- Prompt: From the entries below, copy every line that holds the word "yellow".

Saved entries
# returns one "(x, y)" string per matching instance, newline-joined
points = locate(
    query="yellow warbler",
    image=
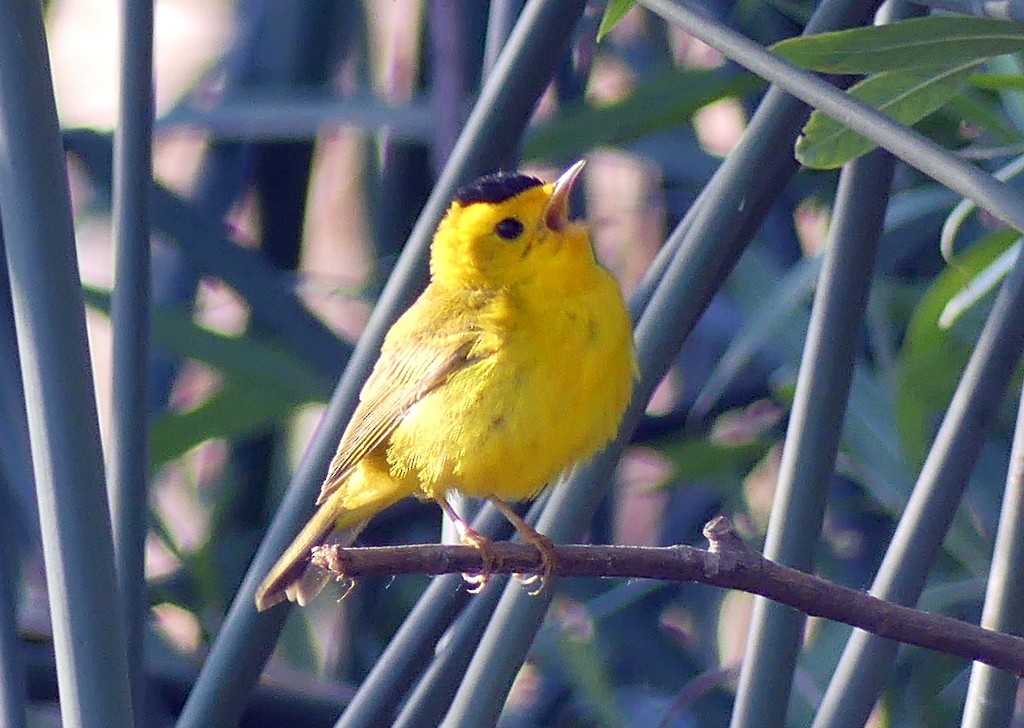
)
(515, 362)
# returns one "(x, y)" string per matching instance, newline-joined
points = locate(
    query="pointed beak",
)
(557, 214)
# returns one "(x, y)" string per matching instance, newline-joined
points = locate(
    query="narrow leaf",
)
(998, 82)
(918, 43)
(907, 96)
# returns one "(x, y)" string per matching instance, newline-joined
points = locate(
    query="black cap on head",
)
(496, 187)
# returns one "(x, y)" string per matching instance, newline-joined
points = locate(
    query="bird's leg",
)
(470, 537)
(529, 534)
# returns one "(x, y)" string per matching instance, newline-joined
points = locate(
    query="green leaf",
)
(614, 12)
(933, 357)
(906, 96)
(998, 82)
(232, 411)
(919, 43)
(258, 360)
(665, 101)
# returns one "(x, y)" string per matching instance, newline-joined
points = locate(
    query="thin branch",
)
(727, 562)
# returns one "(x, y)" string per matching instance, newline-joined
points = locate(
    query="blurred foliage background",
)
(295, 145)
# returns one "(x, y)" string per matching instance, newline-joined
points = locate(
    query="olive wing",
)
(419, 354)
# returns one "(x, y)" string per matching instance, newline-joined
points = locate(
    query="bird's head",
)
(507, 227)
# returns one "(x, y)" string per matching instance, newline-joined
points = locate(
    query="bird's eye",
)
(509, 228)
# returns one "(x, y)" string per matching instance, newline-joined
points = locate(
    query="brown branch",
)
(727, 562)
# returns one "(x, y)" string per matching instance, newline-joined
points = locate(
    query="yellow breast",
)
(550, 389)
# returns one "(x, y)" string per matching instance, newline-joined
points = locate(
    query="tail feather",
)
(293, 576)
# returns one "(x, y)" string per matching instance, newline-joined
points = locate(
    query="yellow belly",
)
(551, 393)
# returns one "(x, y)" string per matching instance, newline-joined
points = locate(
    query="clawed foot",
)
(535, 583)
(468, 537)
(532, 583)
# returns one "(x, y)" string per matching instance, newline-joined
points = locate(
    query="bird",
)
(514, 364)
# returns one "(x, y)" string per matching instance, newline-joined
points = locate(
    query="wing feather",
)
(419, 354)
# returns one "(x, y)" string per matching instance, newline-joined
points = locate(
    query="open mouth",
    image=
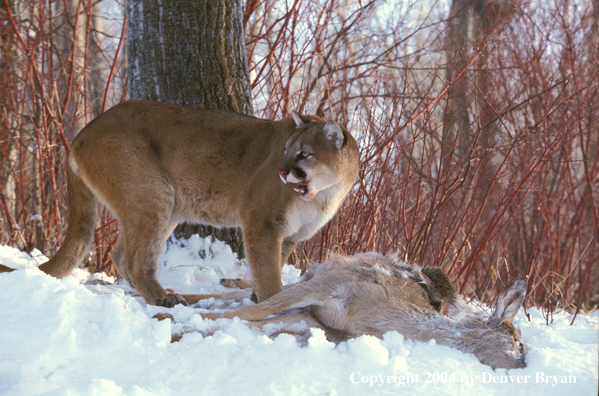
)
(302, 188)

- Your response:
    query="yellow warbler",
    query="yellow breast",
    query="yellow belly",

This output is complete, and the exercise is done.